PROBLEM –
Render every line of the records below as a Markdown table, skipping blank lines, with the columns "Row" for the row number and "Line" for the line itself.

··· DATASET

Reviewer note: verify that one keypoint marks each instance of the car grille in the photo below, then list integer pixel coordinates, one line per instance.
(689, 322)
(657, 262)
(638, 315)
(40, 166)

······

ANSWER –
| Row | Line |
|---|---|
| 1 | Reviewer note: verify that one keypoint marks each instance of the car grille in the photo below, then list integer pixel coordinates, one line per instance. |
| 2 | (689, 322) |
| 3 | (657, 262) |
| 4 | (638, 315) |
| 5 | (40, 166) |